**WHAT NEEDS TO BE DONE**
Tally how many lines of the following material contain the string "below". Reply with that number alone.

**RECORDS SUPPLIED**
::::::
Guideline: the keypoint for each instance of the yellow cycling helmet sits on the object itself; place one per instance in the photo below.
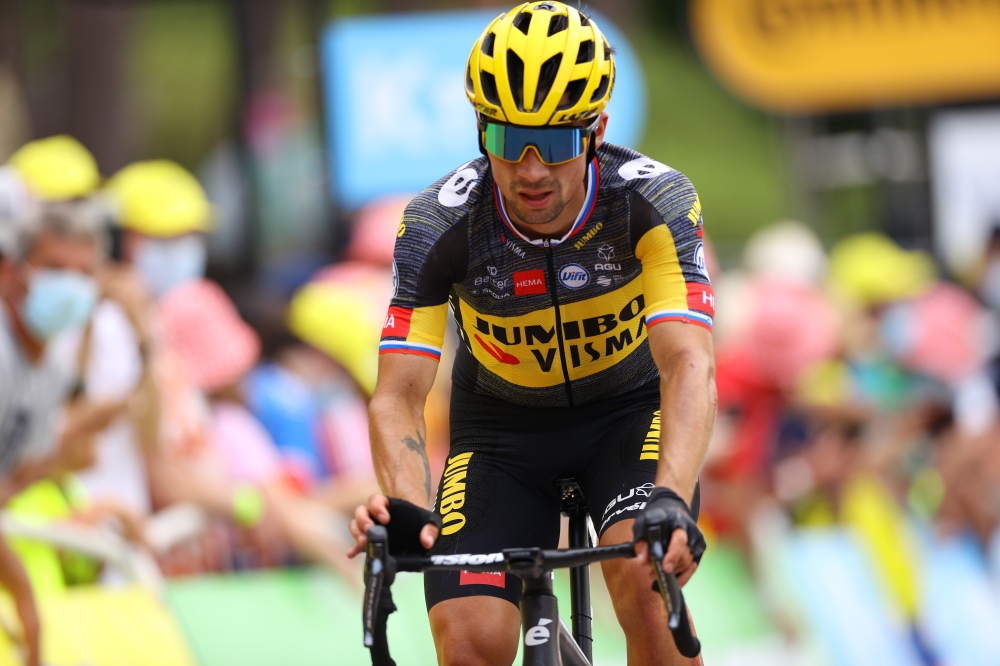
::::::
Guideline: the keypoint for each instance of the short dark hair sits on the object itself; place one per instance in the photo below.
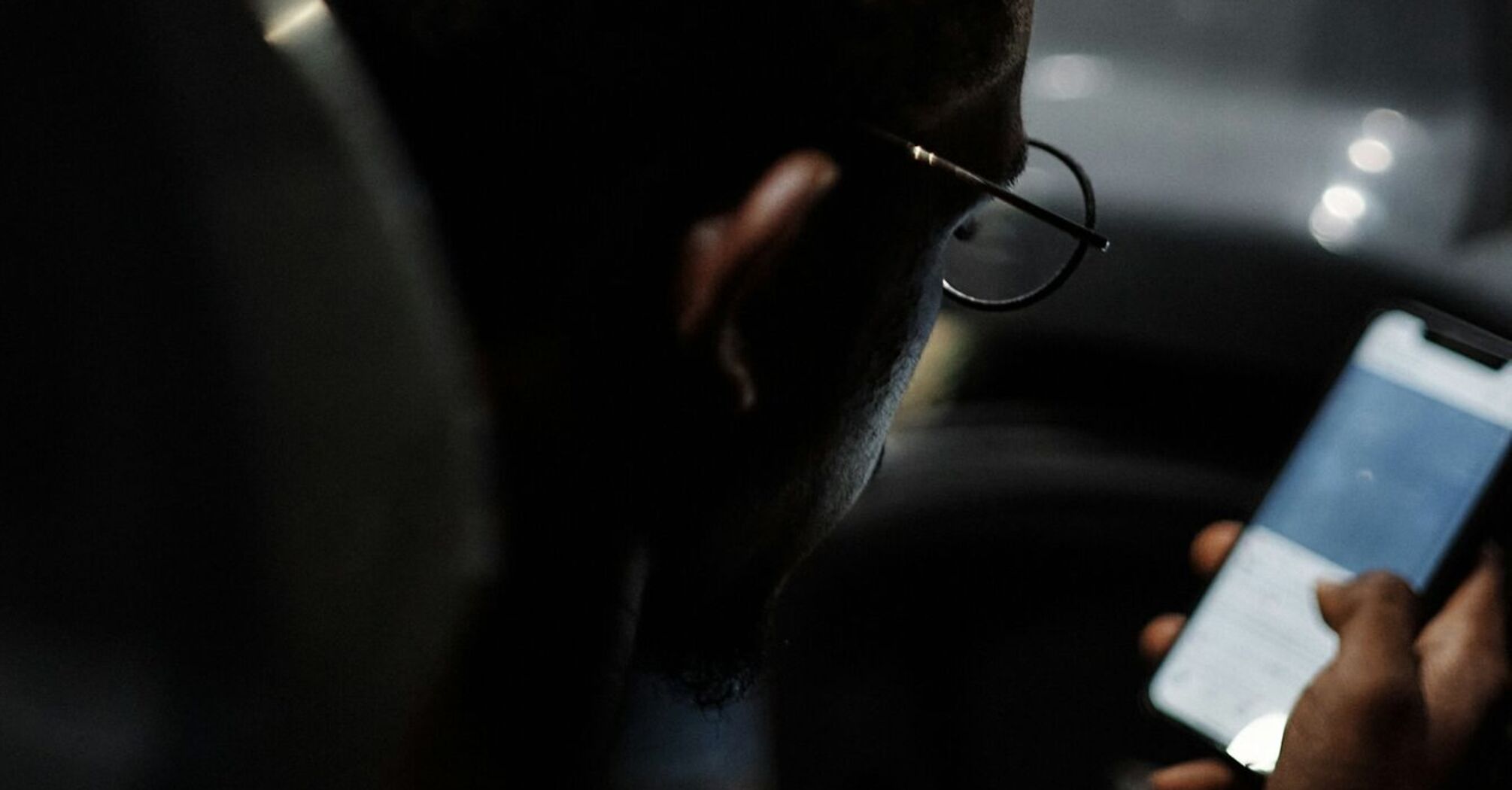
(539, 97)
::::::
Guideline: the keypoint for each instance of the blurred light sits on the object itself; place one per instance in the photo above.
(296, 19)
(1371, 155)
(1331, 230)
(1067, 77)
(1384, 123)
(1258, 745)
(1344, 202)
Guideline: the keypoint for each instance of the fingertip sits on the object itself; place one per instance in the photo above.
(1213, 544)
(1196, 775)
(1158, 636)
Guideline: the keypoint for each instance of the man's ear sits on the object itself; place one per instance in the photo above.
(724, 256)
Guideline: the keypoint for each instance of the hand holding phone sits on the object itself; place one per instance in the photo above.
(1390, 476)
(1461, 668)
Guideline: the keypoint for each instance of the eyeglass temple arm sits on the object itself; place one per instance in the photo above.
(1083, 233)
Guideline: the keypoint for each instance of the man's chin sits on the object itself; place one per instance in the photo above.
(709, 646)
::::::
**FULL SOLUTION**
2